What is expected:
Turn the paragraph of the chromatin passage that begins "As it was said above" into a short bulleted list that keeps its main facts.

Given passage:
As it was said above there are two forms of chromatin in the cellular nucleus: light euchromatin and dense heterochromatin located near nuclear membrane. Gene transcription takes place in the light phase, that's in euchromatin. With ageing the amount of heterochromatin in the nucleus increases on average from 63% to 80%. Regulatory peptides entail the increase in the amount of euchromatin in the nucleus. This means that more genes become available for transcription factors, and transcription of gene information goes on more intensively as well as protein synthesis. In other words the more euchromatin there is in the nucleus the more intensive the protein synthesis in the cell is [10, 11, 43].

The capability of peptides to induce polypotential cells differentiation is of special significance (Fig. 11) [42]. Thus addition of retinal peptides to polypotential cells of Xenopus laevis early gastrula ectoderm led to the emergence of retinal and pigment epithelium cells. This outstanding result explains a pronounced clinical effect of the preparation of the retina in patients with retinal degenerations [42] and in animals with genetically determined retinitis pigmentosa.

Fig. 11. Induction effect of retinal peptides on the polypotent cells of Xenopus laevis early gastrula ectoderm.

Dataset records:
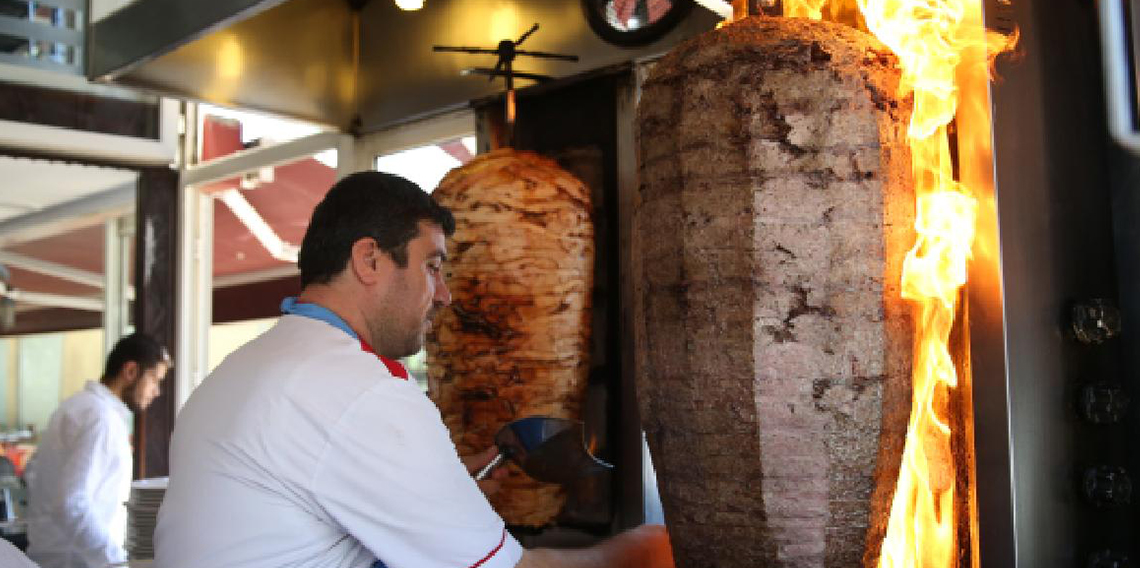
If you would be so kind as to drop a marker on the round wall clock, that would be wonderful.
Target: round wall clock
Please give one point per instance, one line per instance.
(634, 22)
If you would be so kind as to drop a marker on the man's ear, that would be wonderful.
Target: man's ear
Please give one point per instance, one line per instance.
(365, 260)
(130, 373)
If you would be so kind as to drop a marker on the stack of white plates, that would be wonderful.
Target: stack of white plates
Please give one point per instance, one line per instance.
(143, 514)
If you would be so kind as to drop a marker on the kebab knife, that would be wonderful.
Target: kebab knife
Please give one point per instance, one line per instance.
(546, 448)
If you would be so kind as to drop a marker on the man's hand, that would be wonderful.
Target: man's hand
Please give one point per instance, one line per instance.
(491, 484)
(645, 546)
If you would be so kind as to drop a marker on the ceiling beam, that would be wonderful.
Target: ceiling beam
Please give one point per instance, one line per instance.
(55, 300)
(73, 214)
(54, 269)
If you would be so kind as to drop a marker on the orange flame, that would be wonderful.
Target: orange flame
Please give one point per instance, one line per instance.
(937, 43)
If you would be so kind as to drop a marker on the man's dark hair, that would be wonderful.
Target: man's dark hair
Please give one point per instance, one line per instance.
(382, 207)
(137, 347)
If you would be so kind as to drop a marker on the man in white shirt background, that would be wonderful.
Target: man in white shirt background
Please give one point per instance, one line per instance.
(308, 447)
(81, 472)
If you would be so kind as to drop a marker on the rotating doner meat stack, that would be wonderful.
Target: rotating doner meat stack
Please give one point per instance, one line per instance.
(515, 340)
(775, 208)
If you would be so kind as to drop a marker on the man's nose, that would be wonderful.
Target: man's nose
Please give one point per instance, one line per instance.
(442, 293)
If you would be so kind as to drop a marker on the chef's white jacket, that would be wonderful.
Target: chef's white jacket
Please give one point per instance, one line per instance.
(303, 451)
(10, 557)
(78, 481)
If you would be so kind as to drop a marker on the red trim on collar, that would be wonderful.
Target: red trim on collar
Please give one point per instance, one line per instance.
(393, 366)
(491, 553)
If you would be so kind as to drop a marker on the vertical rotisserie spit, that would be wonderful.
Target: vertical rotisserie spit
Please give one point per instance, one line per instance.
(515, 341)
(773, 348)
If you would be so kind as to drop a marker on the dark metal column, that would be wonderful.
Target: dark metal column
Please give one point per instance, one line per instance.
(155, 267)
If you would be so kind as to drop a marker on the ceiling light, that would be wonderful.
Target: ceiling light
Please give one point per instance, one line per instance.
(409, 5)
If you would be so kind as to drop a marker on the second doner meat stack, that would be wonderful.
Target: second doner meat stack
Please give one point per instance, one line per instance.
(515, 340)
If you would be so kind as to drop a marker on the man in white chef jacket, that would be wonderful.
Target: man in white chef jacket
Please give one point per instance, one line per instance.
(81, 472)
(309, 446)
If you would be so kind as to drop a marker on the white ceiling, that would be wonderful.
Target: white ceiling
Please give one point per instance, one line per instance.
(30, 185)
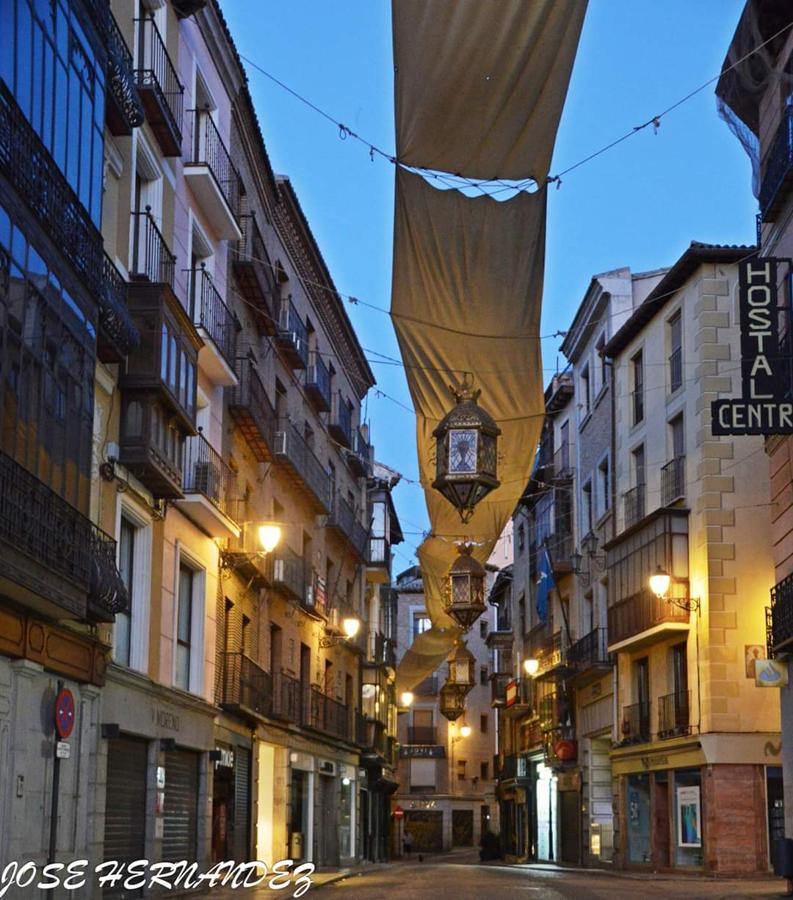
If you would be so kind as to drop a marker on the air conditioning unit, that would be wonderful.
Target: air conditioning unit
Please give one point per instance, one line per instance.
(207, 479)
--
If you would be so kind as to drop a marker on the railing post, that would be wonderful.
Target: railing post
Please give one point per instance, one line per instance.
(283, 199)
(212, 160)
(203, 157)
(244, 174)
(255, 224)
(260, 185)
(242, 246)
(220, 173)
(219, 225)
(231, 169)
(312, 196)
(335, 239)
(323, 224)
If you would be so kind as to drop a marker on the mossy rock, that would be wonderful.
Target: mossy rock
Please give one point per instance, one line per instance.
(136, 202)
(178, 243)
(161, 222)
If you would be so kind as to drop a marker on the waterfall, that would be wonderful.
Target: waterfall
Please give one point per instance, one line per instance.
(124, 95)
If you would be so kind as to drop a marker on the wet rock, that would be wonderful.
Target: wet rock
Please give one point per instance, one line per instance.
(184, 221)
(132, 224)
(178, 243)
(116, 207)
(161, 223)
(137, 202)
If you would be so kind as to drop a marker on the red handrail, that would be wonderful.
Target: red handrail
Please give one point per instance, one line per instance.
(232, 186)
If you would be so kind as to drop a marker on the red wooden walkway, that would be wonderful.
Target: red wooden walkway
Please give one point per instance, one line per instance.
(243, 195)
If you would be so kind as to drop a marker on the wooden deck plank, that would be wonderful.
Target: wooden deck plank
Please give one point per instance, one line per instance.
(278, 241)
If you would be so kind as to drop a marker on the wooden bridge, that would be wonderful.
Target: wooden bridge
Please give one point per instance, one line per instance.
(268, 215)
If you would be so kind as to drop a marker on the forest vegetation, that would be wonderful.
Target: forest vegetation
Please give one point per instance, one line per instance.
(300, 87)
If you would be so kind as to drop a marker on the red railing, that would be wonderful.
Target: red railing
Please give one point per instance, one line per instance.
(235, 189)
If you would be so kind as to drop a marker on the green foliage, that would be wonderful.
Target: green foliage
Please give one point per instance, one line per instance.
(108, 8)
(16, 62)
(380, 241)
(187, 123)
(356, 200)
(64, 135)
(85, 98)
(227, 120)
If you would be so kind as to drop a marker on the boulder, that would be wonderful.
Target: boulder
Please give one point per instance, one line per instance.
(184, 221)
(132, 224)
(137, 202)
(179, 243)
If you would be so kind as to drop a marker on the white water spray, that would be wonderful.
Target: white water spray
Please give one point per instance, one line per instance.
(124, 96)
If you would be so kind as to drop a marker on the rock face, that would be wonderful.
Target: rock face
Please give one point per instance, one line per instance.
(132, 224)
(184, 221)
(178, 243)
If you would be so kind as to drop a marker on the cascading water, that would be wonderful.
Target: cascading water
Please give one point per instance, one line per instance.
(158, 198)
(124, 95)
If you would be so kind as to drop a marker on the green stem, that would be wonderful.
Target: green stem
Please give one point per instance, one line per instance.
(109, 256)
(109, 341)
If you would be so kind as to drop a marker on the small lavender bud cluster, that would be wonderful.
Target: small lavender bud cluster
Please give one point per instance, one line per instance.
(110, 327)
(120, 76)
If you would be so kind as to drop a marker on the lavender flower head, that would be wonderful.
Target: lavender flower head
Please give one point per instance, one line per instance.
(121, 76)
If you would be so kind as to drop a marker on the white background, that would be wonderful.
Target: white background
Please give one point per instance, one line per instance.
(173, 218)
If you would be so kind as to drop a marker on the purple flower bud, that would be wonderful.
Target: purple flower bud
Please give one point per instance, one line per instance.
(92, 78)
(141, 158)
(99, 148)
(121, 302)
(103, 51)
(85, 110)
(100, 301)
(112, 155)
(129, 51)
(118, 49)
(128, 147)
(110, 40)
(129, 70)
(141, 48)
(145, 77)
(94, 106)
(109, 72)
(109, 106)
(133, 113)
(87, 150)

Response area:
- The cell nucleus holds two forms of chromatin: light euchromatin and dense heterochromatin, which sits near the nuclear membrane.
- Gene transcription happens in euchromatin.
- With age, the share of heterochromatin in the nucleus rises on average from 63% to 80%.
- Regulatory peptides increase the amount of euchromatin.
- As a result, more genes are open to transcription factors, so transcription and protein synthesis run more intensively.
- The more euchromatin the nucleus has, the more intensive the cell's protein synthesis.